The task: Give back only the lines from the one with "Query: tiled roof" through the last line of the data, exactly as they appear.

Extracted records
┄┄┄┄┄┄┄┄┄┄┄┄┄┄┄┄┄┄┄┄

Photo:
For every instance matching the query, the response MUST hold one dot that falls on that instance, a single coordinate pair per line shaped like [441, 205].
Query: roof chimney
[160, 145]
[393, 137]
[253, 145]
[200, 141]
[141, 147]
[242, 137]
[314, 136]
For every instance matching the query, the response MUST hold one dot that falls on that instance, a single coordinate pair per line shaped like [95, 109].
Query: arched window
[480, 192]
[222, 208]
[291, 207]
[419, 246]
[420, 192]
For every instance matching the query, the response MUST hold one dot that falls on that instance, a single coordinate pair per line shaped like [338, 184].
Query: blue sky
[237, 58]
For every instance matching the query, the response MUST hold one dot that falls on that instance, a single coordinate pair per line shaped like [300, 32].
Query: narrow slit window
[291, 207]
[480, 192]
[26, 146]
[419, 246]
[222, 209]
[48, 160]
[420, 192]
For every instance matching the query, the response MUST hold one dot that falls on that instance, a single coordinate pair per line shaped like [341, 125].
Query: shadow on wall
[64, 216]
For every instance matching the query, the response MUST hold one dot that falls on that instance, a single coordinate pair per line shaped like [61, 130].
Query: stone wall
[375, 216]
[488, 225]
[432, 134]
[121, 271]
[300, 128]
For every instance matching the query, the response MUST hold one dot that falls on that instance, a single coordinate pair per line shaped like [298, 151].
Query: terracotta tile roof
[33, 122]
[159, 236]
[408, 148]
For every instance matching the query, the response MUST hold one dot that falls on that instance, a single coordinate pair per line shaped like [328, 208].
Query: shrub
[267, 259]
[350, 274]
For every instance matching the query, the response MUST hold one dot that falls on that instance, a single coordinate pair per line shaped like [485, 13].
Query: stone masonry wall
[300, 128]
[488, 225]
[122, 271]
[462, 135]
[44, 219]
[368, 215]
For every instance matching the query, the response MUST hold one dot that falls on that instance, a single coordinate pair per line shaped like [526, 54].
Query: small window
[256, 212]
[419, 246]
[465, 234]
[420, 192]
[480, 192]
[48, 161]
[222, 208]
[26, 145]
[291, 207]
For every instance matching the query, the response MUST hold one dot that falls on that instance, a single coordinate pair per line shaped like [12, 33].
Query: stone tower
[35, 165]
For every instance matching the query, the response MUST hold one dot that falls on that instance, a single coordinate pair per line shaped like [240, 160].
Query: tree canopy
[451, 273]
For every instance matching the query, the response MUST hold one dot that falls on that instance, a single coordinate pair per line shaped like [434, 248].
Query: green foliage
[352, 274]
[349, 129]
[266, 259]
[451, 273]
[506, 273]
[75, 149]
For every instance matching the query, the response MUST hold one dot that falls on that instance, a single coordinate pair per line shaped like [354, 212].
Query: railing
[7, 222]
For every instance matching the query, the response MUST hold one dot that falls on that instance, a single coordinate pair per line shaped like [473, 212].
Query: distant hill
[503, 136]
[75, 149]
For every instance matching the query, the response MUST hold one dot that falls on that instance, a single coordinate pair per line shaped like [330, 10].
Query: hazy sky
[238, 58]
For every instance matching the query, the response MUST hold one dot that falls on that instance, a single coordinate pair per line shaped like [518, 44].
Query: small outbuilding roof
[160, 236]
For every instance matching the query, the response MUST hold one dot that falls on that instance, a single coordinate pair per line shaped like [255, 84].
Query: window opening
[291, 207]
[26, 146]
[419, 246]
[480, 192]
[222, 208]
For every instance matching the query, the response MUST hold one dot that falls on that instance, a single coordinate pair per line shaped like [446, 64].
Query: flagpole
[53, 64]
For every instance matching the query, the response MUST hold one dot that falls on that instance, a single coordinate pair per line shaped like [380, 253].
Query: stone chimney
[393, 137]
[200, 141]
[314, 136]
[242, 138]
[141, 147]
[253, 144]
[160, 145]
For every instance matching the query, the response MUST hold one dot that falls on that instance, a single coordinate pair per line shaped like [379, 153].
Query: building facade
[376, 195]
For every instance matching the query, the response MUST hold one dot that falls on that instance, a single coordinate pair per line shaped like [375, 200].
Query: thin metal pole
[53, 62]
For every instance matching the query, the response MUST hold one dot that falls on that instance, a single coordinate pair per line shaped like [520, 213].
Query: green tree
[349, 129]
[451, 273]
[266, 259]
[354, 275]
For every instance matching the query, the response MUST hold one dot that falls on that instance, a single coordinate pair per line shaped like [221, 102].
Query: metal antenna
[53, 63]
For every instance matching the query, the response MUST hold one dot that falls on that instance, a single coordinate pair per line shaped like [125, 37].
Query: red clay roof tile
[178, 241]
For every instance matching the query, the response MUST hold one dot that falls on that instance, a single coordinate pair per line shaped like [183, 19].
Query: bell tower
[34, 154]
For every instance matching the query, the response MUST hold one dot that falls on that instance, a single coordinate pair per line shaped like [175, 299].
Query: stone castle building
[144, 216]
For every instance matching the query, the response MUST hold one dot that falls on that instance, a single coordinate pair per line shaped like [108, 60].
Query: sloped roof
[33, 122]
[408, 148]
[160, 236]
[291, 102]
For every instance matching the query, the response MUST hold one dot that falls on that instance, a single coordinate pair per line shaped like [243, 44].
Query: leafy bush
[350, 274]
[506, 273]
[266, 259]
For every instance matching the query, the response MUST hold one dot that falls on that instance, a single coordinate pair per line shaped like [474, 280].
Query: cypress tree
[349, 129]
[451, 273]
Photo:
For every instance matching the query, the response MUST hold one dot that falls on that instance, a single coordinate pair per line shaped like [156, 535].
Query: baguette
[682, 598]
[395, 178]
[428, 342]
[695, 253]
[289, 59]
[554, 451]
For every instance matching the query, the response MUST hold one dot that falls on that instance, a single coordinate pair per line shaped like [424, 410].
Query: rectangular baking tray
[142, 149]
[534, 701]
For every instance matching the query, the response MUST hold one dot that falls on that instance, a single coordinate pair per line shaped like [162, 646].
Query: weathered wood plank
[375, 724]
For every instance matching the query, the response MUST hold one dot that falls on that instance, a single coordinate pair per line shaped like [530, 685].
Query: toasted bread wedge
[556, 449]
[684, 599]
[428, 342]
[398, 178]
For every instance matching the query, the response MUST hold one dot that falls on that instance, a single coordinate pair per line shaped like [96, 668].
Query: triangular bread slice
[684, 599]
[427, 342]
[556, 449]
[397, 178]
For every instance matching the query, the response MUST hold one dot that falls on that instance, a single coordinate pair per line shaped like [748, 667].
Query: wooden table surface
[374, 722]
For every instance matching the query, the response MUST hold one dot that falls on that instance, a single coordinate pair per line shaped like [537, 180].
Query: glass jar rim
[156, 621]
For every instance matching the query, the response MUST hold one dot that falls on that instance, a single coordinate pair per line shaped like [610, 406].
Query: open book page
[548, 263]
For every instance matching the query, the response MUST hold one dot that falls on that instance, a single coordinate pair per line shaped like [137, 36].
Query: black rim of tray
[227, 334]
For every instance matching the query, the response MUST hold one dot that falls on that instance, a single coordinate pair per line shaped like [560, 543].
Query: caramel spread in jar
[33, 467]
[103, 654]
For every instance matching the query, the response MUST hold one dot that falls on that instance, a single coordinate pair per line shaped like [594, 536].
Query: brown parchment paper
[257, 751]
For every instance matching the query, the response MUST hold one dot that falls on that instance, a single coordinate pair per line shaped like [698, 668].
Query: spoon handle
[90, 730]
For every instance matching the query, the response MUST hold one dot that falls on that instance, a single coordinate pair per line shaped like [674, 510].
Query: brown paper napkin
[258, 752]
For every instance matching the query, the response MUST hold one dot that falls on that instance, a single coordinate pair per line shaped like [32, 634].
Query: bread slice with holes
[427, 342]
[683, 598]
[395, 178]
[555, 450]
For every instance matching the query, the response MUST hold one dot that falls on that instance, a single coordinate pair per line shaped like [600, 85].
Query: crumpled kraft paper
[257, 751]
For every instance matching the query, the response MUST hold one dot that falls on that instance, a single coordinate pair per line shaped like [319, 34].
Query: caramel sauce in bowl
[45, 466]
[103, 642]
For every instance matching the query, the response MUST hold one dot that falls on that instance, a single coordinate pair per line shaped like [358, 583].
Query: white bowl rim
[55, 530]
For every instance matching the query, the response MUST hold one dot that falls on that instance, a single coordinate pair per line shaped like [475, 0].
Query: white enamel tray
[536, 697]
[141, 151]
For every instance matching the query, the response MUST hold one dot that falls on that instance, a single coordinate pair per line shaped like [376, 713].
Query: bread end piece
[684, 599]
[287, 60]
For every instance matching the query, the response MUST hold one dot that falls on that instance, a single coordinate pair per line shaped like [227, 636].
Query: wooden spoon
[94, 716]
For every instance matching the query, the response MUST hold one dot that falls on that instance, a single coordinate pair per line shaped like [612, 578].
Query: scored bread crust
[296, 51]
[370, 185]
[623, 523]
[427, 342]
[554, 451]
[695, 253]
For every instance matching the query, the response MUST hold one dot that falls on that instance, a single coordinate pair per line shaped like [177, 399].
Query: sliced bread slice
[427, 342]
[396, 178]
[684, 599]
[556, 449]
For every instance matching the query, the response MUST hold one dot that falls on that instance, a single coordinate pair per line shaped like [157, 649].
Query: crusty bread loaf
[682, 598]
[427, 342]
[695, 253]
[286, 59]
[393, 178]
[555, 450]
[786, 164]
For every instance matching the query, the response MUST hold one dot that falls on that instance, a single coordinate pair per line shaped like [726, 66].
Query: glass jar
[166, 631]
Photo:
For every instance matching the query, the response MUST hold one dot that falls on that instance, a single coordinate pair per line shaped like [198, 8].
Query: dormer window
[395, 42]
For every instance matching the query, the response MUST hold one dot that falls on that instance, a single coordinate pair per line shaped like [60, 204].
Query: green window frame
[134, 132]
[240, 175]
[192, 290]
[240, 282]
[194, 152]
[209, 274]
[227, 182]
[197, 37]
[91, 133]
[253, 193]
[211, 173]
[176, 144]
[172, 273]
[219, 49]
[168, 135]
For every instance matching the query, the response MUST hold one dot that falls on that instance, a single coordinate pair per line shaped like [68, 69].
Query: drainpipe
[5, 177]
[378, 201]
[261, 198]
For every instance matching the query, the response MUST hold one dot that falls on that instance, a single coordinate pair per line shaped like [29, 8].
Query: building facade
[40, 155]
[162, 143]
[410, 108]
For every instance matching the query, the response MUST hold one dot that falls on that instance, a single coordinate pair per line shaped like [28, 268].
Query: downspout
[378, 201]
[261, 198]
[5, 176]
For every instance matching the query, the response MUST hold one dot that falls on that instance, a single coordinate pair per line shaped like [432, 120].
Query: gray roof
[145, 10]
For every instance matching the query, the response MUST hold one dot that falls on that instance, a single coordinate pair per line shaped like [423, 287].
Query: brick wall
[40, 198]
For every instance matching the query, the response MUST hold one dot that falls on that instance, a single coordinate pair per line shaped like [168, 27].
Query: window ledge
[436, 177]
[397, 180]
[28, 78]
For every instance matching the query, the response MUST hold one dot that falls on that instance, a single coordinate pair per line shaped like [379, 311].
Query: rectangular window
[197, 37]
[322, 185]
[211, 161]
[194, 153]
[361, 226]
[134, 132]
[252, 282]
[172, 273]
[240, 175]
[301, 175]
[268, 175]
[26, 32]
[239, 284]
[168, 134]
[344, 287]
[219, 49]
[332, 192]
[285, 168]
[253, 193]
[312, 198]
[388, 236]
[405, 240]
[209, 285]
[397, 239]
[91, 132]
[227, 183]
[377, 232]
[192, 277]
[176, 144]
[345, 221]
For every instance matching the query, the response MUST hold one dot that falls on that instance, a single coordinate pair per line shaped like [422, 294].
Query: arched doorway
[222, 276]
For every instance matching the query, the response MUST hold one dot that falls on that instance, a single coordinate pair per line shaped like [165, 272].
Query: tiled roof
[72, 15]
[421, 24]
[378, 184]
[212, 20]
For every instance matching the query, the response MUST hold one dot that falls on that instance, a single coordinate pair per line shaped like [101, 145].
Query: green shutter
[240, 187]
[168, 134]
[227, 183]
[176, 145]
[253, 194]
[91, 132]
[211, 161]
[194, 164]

┄┄┄┄┄┄┄┄┄┄┄┄┄┄┄┄┄┄┄┄

Task answer:
Query: tiled roof
[72, 15]
[421, 24]
[378, 184]
[212, 20]
For every instance matching the query, the response MUST hold one dot that falls on that instance, a single coordinate pair per line shaped like [101, 145].
Query: green shutter
[240, 187]
[168, 134]
[227, 183]
[176, 145]
[253, 194]
[91, 132]
[211, 161]
[194, 164]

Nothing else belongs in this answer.